PASSAGE PROVIDED ->
═══

Melissa. MELISSA. You have just experienced the equivalent of an aural unicorn. Teresa Giudice does not apologize unless under extreme duress, and she just offered up an olive branch fully of her own volition. I’m not saying her past bad behavior should make you more lenient with her (see what I did?), but you know what? I don’t think I would like it if you critiqued my parenting skills either! The closest I have to kids are Isabel Marant dresses I like a lot, so in order to fully empathize I’m envisioning Melissa telling me that she thinks my dresses are ugly and that I should get new dresses, which makes me very angry with Melissa. So Team Teresa forever. Melissa tells us in her confessional that she thinks Teresa’s apology was kind of inadequate but that she’s going to let it go, which we know means she will not let it go and we will definitely be hearing about this again.
Because all Siggy is allowed to do this episode is eat dinner, we next see her at Il Mulino with her husband Michael Campanella celebrating their anniversary. (I feel I am legally obligated to say both of his names because Siggy always does.) It’s the same old thing: He wants her working less so they can see each other more. Siggy is not ready to just “sit back and meet [her] friends for lunch every day.” Related question: Does that mean there is a position open for someone to sit back and meet Siggy’s friends for lunch every day as their job? Because consider this my official application.
Siggy wants to work more, holding overnight retreats to inspire women. This sounds horrible. You know what sounds even more horrible? Trying out the retreat idea on friends and family, which is what Siggy plans to do. You know, “friends” and family. Store this in the back of your brain in the same place you’re keeping Melissa’s vow to let it go: We’ll soon be in a cabin with all the women getting “inspired,” which I predict will include lots of talk about cake, lots of talk about pigtails, lots of references to “Soggy Flicker,” and lots of Melissa definitely not letting it go and living to regret it.
It’s tasting night at Gorga’s Homemade Pasta & Pizza, and Melissa has made the mistake of inviting everyone. But look, sheath dresses were not meant to languish in closets, and these gals have a lot of sheath dresses, so out they come. And thank god for that, because if the women hadn’t shown up, we may have never heard Teresa and Joe’s dad talk about the fact that Margaret is “blond on the top.” “Blond all over!” she quips back. Oh, these crazy kids talking about people’s vaginas over pasta. Does the fun ever stop?

═══

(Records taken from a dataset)
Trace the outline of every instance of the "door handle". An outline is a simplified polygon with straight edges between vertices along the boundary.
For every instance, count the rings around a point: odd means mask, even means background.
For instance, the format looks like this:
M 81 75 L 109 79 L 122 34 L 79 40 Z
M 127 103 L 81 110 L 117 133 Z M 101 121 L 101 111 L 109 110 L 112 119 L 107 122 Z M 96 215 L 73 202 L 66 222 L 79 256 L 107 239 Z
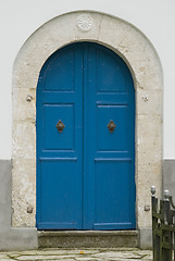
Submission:
M 116 127 L 115 123 L 111 120 L 108 124 L 108 128 L 109 128 L 110 133 L 113 133 L 115 127 Z
M 58 122 L 58 124 L 55 126 L 57 126 L 59 133 L 62 133 L 65 127 L 64 123 L 61 120 Z

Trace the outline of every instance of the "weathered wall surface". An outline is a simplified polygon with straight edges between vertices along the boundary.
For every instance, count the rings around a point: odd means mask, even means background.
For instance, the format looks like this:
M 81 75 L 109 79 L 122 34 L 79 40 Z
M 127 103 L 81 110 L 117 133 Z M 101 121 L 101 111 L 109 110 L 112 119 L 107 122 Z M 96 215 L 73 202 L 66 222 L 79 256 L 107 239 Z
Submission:
M 164 74 L 164 158 L 175 159 L 175 121 L 172 121 L 172 112 L 175 111 L 174 0 L 100 2 L 93 0 L 61 2 L 58 0 L 1 0 L 0 159 L 11 159 L 12 66 L 21 47 L 47 21 L 75 10 L 93 10 L 121 17 L 138 27 L 150 39 L 159 53 Z M 70 27 L 72 28 L 71 24 Z
M 91 21 L 90 29 L 80 20 Z M 151 226 L 150 187 L 162 189 L 162 69 L 149 40 L 130 24 L 96 12 L 74 12 L 41 26 L 23 46 L 13 72 L 13 226 L 35 226 L 36 88 L 45 61 L 74 41 L 111 48 L 127 63 L 136 90 L 136 216 L 138 227 Z M 32 96 L 32 101 L 27 101 Z M 33 209 L 33 211 L 28 211 Z M 32 212 L 32 213 L 28 213 Z

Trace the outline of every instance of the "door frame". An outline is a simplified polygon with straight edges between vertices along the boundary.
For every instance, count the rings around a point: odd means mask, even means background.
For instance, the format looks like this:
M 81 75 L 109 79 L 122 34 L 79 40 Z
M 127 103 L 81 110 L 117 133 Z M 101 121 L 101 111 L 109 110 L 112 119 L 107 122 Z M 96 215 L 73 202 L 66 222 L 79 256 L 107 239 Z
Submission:
M 36 88 L 46 60 L 58 49 L 92 41 L 117 53 L 130 70 L 136 97 L 135 179 L 137 228 L 151 227 L 150 187 L 162 190 L 163 79 L 159 55 L 138 28 L 91 11 L 60 15 L 38 28 L 23 45 L 13 66 L 12 225 L 35 227 Z

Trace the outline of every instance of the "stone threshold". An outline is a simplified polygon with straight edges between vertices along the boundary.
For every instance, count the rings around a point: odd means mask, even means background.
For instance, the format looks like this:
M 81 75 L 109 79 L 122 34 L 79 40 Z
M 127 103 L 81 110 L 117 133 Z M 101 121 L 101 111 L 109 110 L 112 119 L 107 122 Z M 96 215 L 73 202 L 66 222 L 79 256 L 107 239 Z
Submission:
M 138 231 L 40 231 L 39 248 L 138 247 Z

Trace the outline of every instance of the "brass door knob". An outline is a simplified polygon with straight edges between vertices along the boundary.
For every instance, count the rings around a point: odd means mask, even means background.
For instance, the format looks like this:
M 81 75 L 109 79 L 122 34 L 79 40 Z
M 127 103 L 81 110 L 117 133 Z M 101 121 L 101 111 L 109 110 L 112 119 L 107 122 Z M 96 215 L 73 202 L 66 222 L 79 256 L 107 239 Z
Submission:
M 111 120 L 108 124 L 108 128 L 109 128 L 110 133 L 113 133 L 115 127 L 116 127 L 115 123 Z
M 62 133 L 65 127 L 64 123 L 61 120 L 58 122 L 55 126 L 60 133 Z

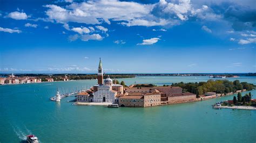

═══

WHAT THE TASK ASKS ->
Write out the portion of the reality TV recap that runs from "Because all Siggy" up to and including "my official application.". These entries were drawn from a separate source.

EXERCISE SOLUTION ->
Because all Siggy is allowed to do this episode is eat dinner, we next see her at Il Mulino with her husband Michael Campanella celebrating their anniversary. (I feel I am legally obligated to say both of his names because Siggy always does.) It’s the same old thing: He wants her working less so they can see each other more. Siggy is not ready to just “sit back and meet [her] friends for lunch every day.” Related question: Does that mean there is a position open for someone to sit back and meet Siggy’s friends for lunch every day as their job? Because consider this my official application.